# [WRITTEN PROBLEM A]
Extract every line of the rows below that contains the string "street".

Monday, June 07, 2010

Wagner staging: bring on the Zamboni!

I heard a first class Das Rheingold this evening at the Frankfurt Oper, the first production in a new Ring cycle.  Sebastian Weigle, the General Music Director of the house, began his musical career as a horn player, and the benefits of that experience were once again clear in his ability to balance local details and ensemble balance with long-term development.  As is typical for Frankfurt, the choice of singers was fortunate all around, and Kurt Streit's Loge and Meredith Arwady's Erda, in particular, were in top form both musically and dramatically. 

The only reservation I have with this production is the set.  It's yet another variation in the Wieland Wagner brand of discs/rings, intended as an abstract and all-purpose set for use throughout the cycle.  In this case a huge computer-controlled stage machine with a central disk on a lift and four outer rings independently revolvable about the center, the whole perilously raked (the singers in LA have nothing to complain about), so that the pieces can be turned in countless ways suggesting waves and paths and caves etc..   It's an impressive piece of machinery, but damn, aren't we bored of the rings already?  Even with imaginative lighting and projections as well as discreetly added props, I'm not sure that I'm prepared to sit through another twelve hours and change of looking at this thing turn about.   

Despite the world economic crisis, there appear to be a record number of new Rings in production or planning (we'll actually be having a autobahn series of Rings, soon, as Darmstadt, a half-hour down the road, is beginning one as well), and it's been fascinating to see the bits and pieces of productions that have appeared on TV or online.  I have a particular fascination with old fashioned stage magic and have been rather disappointed that newer technological possibilities do not appear to have consistently or reliably offered improvements on the old.  A Spanish cycle televised last Winter, for example, was dominated by on stage lifts and cranes.  Nice idea, one would think, to let Gods and Goddesses float about a bit; not so nice, however, when one sees (and hears — for they never get all the creaks and groans out of these things) more of the cranes than of the crooners.  If you want stage magic, you don't want to see wires carrying Peter Pan, you don't want to see Edgar Bergen's lips move when Charlie McCarthy speaks, and you don't want to see lifts or the underbelly of a Wieland Wagner carousel.  (And why is it that some part of the audience always starts clapping when the big machine does a 180?)  I want stage magic to be magical and appropriate technology.  If there has to be large machinery on stage, I'd much prefer that they bring on a Zamboni between acts.  If we're going to see machines on stage, the proto-steam punk of the Chéreau Ring was definitely a better point of departure: by setting the work during the Industrial Revolution, it maintained a frame of reference with a sufficient degree of mythological distance to our own technological landscape; a stage technology will appear magical if it is either so ancient or so advanced as to be unfamiliar.

# [WRITTEN PROBLEM B]
Retype the portion of the Wagner staging piece above that begins at the words "Monday, June 07, 2010" and stops after "musically and dramatically.".

# [DATA FOR THIS TASK]
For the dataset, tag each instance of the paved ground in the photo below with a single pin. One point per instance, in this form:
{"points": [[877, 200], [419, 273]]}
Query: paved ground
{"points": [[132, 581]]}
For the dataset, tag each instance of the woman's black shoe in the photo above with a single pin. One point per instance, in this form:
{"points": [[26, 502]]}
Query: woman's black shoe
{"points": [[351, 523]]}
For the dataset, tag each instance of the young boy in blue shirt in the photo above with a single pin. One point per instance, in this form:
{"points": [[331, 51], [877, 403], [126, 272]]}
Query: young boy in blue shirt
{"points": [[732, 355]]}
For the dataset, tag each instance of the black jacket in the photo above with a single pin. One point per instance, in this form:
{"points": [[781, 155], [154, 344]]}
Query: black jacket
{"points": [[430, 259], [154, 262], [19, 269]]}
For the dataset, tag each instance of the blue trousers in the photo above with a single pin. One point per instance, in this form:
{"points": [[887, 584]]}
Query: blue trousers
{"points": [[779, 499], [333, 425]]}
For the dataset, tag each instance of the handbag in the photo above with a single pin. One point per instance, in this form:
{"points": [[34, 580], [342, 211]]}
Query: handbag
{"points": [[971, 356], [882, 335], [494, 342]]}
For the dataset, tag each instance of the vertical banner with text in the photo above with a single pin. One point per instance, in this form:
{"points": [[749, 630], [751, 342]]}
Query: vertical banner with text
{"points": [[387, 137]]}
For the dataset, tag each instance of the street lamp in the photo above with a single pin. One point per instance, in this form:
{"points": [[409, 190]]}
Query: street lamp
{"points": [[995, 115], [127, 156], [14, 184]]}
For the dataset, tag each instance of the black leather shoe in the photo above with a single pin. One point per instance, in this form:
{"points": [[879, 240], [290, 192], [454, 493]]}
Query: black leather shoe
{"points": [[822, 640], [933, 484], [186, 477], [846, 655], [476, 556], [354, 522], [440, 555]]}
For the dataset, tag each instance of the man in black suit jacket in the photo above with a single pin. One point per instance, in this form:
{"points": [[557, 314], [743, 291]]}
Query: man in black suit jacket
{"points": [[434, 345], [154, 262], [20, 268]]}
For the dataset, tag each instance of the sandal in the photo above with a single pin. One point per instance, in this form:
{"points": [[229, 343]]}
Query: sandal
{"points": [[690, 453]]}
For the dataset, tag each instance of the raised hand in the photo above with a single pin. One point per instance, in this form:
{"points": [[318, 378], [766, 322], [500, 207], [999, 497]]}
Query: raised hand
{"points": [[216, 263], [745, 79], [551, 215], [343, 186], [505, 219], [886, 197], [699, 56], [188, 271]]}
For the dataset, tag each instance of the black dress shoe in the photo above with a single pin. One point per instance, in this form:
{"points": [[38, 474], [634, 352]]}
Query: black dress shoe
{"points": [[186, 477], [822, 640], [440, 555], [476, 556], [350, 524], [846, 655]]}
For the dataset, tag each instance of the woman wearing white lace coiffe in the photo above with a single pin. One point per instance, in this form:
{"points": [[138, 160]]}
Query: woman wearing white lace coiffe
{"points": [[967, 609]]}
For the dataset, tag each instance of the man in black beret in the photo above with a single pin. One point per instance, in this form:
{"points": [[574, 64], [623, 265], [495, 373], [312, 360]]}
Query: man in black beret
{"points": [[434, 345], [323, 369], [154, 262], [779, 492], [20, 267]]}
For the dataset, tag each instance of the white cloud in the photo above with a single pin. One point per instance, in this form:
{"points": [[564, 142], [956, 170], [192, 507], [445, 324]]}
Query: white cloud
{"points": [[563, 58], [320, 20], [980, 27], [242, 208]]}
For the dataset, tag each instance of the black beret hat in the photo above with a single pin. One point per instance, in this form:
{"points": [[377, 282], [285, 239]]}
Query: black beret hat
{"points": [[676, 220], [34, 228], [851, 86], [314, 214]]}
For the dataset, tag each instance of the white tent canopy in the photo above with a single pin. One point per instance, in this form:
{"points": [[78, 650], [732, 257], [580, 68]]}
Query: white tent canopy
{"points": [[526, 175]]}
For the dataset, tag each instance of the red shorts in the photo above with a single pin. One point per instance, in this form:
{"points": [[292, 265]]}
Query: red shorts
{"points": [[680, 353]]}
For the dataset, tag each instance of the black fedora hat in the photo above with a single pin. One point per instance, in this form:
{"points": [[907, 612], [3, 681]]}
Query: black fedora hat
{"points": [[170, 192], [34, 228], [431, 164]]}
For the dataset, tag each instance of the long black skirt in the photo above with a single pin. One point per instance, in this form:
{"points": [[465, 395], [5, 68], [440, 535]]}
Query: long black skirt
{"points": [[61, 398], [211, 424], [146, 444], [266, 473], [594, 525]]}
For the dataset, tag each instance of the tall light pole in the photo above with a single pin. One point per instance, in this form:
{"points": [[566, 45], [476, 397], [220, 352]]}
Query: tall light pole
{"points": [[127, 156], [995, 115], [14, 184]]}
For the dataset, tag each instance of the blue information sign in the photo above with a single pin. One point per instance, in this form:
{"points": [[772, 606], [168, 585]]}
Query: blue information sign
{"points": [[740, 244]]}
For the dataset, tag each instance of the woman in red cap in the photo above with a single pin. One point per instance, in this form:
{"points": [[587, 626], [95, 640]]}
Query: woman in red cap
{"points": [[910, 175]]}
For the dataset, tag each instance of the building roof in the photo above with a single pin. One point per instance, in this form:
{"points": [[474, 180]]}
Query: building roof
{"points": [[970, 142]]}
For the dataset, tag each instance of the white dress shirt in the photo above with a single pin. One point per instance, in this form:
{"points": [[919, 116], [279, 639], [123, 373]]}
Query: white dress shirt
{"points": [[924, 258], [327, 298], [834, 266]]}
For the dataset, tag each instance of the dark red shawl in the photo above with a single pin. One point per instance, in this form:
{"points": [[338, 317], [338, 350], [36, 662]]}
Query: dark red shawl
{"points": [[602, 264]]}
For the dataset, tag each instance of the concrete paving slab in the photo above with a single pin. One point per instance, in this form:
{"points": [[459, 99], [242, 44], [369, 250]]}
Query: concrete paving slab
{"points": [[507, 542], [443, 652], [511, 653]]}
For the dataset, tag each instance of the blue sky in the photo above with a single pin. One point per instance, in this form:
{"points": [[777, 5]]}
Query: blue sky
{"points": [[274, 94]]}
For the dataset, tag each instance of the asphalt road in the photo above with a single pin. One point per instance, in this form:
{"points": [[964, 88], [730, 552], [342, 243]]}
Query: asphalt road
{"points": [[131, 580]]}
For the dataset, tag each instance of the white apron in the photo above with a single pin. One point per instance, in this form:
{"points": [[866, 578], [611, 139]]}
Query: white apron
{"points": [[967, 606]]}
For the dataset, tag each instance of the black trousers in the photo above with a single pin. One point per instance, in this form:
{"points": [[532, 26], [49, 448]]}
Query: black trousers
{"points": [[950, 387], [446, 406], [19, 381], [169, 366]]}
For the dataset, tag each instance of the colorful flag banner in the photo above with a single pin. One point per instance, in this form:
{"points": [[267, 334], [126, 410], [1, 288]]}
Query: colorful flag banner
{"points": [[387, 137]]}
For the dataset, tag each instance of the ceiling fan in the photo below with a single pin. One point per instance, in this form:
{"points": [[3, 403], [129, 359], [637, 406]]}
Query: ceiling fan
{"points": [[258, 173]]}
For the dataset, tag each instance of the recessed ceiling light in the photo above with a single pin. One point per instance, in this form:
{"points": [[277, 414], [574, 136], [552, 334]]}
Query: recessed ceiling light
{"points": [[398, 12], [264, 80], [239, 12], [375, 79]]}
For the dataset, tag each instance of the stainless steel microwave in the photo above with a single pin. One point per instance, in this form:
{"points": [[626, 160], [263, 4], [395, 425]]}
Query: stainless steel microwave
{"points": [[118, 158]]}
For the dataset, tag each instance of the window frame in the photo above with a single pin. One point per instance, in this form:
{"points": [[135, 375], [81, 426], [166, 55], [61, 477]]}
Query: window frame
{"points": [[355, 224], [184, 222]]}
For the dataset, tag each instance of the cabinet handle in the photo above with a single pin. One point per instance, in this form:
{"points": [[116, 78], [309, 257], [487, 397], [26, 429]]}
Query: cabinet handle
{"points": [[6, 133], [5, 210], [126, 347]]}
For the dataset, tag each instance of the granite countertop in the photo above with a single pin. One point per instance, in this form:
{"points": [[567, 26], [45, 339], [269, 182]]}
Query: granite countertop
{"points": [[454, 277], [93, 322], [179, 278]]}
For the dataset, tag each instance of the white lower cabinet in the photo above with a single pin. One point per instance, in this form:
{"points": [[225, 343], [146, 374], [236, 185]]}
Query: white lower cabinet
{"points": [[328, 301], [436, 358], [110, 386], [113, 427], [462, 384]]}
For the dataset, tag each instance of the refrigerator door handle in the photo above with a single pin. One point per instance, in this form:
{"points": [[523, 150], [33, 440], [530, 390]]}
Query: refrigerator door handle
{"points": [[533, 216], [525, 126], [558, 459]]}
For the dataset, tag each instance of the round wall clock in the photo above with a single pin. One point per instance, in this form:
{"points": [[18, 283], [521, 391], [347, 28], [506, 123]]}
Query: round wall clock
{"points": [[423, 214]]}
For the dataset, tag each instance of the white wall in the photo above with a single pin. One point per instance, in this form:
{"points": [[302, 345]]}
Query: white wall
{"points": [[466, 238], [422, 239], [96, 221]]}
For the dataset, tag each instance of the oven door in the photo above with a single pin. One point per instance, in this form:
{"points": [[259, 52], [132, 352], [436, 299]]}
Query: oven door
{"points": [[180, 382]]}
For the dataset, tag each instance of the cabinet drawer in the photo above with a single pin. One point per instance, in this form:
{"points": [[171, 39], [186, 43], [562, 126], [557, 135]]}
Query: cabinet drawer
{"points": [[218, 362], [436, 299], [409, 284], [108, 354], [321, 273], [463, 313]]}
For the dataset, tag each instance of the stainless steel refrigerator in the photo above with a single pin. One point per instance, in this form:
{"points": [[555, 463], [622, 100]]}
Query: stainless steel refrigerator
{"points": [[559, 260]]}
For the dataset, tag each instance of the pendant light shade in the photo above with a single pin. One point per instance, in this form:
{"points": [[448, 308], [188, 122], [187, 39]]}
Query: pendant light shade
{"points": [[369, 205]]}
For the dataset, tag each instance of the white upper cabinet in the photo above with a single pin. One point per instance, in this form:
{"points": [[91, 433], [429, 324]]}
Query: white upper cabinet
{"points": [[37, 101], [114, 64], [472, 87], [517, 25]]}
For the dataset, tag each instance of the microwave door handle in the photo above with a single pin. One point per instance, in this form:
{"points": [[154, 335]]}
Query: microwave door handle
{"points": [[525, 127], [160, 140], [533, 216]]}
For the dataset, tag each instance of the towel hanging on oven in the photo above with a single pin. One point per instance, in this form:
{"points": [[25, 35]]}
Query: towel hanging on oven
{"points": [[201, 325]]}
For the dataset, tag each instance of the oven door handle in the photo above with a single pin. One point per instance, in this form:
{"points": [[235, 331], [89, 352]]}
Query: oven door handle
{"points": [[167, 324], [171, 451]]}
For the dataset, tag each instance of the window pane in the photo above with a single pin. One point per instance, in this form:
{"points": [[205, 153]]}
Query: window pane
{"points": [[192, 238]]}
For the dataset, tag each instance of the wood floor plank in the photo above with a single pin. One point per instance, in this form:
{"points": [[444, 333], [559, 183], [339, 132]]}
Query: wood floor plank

# [RESULT A]
For the dataset, tag each instance of the street lamp in the photo above with a single pin. One point per instance, in this form:
Query: street lamp

# [RESULT B]
Monday, June 07, 2010

Wagner staging: bring on the Zamboni!

I heard a first class Das Rheingold this evening at the Frankfurt Oper, the first production in a new Ring cycle.  Sebastian Weigle, the General Music Director of the house, began his musical career as a horn player, and the benefits of that experience were once again clear in his ability to balance local details and ensemble balance with long-term development.  As is typical for Frankfurt, the choice of singers was fortunate all around, and Kurt Streit's Loge and Meredith Arwady's Erda, in particular, were in top form both musically and dramatically.